- Task prompt -
Write out the entries again exactly as they are given.

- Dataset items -
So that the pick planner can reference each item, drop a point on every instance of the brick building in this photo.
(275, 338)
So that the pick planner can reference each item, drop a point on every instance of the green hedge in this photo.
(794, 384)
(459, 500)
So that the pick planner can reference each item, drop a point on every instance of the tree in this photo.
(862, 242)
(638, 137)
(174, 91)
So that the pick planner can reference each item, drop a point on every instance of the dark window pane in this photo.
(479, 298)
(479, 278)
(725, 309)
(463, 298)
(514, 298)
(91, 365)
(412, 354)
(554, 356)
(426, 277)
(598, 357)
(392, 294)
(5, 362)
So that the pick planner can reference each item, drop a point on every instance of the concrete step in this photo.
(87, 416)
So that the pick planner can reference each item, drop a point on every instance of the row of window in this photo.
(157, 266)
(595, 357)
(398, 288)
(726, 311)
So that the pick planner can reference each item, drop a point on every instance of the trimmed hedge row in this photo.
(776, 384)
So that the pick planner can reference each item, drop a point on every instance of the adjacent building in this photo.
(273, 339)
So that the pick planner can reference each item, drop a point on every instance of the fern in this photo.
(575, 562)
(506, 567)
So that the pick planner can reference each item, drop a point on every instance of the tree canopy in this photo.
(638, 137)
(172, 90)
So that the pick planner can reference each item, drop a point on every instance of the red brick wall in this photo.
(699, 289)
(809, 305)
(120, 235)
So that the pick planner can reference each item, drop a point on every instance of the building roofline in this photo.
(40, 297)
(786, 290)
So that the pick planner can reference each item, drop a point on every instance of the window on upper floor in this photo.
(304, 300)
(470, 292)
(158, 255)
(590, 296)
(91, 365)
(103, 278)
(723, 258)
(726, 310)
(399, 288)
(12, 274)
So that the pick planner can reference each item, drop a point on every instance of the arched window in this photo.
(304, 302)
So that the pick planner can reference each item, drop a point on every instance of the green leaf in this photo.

- In response -
So that the pick planner can reference each item, drop a point on every instance of the brick building in this photo.
(275, 338)
So that the pick planner can reference each item, drop a point on every instance of the green hedge in this photo.
(794, 384)
(459, 500)
So that the pick planner can reference each item, drop a point on every instance of the tree in this photo.
(862, 242)
(638, 137)
(174, 91)
So that the pick planner can reference each item, drop a point on every instance of the dark window pane in this photo.
(479, 298)
(479, 278)
(725, 309)
(463, 298)
(514, 298)
(91, 365)
(412, 354)
(554, 356)
(426, 277)
(598, 357)
(392, 294)
(5, 362)
So that the pick planner can reference each item, drop a point on every instance of the concrete step in this photo.
(87, 416)
So that the pick planner can reference each item, drop a point on every instance of the row of window in this photo.
(157, 266)
(595, 357)
(398, 288)
(726, 311)
So that the pick planner can reference each item, drop a point on every instance of the trimmed hedge row in this photo.
(776, 384)
So that the pick planner can reference each item, drop a point on every instance of the adjacent building in this photo.
(273, 339)
So that the pick planner can reference each item, drop a point on every instance of the fern in this photo.
(575, 562)
(506, 567)
So that the pick planner can reference each item, drop a point on every instance of the tree canopy in this photo.
(638, 137)
(172, 90)
So that the pick planner can reference each item, drop a point on every instance of the red brick wall in this photo.
(699, 289)
(809, 305)
(120, 235)
So that the pick planner can reference each item, drop a point on every instance of the building roofline in this photo.
(40, 297)
(786, 290)
So that the pick planner can reference each item, drop a point on every instance of the window on upper floor in this photo.
(304, 300)
(470, 292)
(158, 255)
(590, 296)
(91, 365)
(103, 278)
(723, 258)
(726, 310)
(399, 288)
(12, 274)
So that the pick planner can reference each item, drop a point on every instance of the arched window in this photo.
(304, 302)
So that the pick planner can reference each item, drop a point on every instance of the green leaf in this photo.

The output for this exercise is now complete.